Entries collected from a set:
##############################

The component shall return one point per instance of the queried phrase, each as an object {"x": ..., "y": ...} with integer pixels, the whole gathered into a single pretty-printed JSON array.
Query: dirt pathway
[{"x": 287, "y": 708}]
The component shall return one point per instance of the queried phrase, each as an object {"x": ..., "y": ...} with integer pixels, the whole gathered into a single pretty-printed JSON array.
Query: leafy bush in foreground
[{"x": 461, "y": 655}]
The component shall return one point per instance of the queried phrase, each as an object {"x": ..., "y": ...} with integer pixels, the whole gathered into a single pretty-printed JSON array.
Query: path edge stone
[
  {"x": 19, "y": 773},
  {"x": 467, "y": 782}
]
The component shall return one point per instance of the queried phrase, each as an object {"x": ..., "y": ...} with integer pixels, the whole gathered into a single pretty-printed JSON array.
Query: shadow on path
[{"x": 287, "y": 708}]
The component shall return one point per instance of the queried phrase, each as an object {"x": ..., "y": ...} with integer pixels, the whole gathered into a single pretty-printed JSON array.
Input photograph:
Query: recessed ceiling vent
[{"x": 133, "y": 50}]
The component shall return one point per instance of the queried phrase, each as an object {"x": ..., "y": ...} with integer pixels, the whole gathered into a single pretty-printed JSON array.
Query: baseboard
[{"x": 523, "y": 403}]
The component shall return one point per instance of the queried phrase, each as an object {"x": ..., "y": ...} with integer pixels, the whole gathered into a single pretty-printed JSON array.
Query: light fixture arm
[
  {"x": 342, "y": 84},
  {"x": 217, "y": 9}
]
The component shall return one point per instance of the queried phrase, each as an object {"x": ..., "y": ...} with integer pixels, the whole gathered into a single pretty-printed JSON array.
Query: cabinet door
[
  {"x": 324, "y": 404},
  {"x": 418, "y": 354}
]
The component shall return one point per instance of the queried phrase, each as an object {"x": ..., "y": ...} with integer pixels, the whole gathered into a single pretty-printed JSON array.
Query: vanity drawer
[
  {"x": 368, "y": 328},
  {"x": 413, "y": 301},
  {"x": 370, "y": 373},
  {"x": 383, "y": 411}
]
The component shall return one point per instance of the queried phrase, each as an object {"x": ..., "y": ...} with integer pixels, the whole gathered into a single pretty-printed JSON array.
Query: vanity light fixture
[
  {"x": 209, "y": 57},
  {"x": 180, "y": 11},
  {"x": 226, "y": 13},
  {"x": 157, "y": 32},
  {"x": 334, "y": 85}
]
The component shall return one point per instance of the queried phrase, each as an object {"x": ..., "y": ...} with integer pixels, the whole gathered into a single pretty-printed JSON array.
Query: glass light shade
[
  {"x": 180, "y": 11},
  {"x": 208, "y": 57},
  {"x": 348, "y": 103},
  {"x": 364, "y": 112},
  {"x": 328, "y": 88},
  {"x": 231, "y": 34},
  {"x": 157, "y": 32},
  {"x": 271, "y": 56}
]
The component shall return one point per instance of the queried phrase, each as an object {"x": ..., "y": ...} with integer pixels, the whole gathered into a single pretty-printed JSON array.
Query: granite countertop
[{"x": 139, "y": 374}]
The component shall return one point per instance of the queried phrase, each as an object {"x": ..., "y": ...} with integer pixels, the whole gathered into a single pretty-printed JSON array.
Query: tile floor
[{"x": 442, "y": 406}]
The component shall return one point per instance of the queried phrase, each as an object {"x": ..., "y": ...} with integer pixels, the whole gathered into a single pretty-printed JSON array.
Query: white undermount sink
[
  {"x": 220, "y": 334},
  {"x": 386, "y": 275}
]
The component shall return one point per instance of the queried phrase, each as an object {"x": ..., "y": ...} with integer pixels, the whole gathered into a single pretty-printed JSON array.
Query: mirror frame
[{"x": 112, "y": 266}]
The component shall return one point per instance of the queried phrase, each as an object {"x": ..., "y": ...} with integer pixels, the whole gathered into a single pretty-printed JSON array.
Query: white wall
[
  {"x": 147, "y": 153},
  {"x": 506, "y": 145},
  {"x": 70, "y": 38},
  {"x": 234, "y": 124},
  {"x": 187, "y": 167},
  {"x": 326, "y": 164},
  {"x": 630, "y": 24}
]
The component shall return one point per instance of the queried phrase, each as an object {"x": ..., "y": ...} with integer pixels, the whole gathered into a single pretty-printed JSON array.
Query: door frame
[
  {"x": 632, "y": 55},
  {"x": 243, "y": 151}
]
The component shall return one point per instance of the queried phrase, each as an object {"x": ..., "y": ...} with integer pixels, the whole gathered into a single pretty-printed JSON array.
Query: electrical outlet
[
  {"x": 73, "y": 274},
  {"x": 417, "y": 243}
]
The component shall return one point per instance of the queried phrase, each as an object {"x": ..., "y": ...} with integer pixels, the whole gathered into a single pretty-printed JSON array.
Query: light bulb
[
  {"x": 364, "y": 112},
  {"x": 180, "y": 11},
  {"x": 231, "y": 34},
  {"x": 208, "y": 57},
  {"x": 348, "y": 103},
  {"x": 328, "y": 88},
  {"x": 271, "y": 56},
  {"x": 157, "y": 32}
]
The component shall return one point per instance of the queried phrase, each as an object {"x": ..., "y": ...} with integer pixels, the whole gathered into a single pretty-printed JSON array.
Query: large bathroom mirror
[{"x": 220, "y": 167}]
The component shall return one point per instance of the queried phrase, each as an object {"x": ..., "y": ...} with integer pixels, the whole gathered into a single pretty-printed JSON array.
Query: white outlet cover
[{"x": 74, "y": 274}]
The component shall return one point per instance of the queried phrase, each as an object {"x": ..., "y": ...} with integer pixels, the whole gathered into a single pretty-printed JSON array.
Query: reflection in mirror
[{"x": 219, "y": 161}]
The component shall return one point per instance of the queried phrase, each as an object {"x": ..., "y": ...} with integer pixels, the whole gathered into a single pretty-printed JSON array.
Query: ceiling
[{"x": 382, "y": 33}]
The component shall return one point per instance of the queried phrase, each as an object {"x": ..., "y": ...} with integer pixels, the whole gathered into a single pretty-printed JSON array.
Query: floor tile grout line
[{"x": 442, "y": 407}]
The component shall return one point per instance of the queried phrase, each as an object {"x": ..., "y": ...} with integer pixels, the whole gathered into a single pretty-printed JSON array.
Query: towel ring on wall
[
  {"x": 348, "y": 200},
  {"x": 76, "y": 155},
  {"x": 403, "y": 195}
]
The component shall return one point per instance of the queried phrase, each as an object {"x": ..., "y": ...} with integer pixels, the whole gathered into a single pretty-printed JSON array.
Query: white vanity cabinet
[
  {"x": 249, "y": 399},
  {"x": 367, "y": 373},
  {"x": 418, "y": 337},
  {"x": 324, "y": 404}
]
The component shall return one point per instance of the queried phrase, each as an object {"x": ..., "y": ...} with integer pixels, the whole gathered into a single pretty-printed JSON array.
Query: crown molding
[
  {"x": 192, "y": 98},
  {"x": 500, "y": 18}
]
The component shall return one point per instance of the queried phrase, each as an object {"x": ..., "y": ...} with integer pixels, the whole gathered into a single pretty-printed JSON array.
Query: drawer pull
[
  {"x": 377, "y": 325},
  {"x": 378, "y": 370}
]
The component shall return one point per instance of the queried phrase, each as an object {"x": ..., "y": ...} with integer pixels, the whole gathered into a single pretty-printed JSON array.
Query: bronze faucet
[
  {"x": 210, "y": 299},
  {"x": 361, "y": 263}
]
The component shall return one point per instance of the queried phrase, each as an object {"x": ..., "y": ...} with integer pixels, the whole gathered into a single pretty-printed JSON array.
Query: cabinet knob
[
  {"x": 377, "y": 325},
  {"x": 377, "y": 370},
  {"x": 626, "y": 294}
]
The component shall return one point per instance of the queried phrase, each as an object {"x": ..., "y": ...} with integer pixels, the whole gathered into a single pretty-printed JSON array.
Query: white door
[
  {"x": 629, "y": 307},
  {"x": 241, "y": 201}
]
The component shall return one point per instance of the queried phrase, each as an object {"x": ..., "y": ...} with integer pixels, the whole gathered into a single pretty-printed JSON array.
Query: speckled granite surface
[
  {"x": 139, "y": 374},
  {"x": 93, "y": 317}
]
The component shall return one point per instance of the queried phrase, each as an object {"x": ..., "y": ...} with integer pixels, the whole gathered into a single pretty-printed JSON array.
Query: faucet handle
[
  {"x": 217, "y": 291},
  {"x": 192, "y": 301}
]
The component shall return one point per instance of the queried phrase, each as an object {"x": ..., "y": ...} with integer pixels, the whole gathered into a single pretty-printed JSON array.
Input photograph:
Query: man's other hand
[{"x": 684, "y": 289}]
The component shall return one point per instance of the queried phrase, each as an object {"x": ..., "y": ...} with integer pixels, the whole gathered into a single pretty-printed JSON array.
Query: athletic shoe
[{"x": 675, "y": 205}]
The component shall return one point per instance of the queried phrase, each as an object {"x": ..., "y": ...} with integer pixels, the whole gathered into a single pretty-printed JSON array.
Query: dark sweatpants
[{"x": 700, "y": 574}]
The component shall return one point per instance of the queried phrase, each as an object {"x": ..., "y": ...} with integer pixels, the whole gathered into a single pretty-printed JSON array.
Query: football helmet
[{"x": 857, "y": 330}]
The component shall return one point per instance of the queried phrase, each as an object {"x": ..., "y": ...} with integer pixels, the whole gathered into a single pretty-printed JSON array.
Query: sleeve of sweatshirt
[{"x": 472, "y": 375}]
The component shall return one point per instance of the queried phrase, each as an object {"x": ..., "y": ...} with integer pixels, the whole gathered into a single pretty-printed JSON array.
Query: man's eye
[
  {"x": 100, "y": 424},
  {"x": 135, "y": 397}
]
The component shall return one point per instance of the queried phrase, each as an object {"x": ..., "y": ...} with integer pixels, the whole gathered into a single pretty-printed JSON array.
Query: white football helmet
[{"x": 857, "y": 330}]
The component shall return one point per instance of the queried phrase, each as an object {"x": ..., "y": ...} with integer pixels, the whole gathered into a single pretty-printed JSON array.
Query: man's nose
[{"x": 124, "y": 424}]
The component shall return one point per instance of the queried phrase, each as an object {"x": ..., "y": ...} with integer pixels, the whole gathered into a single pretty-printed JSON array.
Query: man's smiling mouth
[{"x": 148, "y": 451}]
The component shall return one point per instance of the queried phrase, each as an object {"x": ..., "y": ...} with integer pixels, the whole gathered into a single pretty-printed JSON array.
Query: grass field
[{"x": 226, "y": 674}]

##############################

- YOUR TASK
Gather every line of the items above that contains the word "white". List each of those lines on its own line.

- FINAL RESULT
Query: white undermount sink
Query: white wall
Query: white outlet cover
Query: white vanity cabinet
Query: white door
Query: white football helmet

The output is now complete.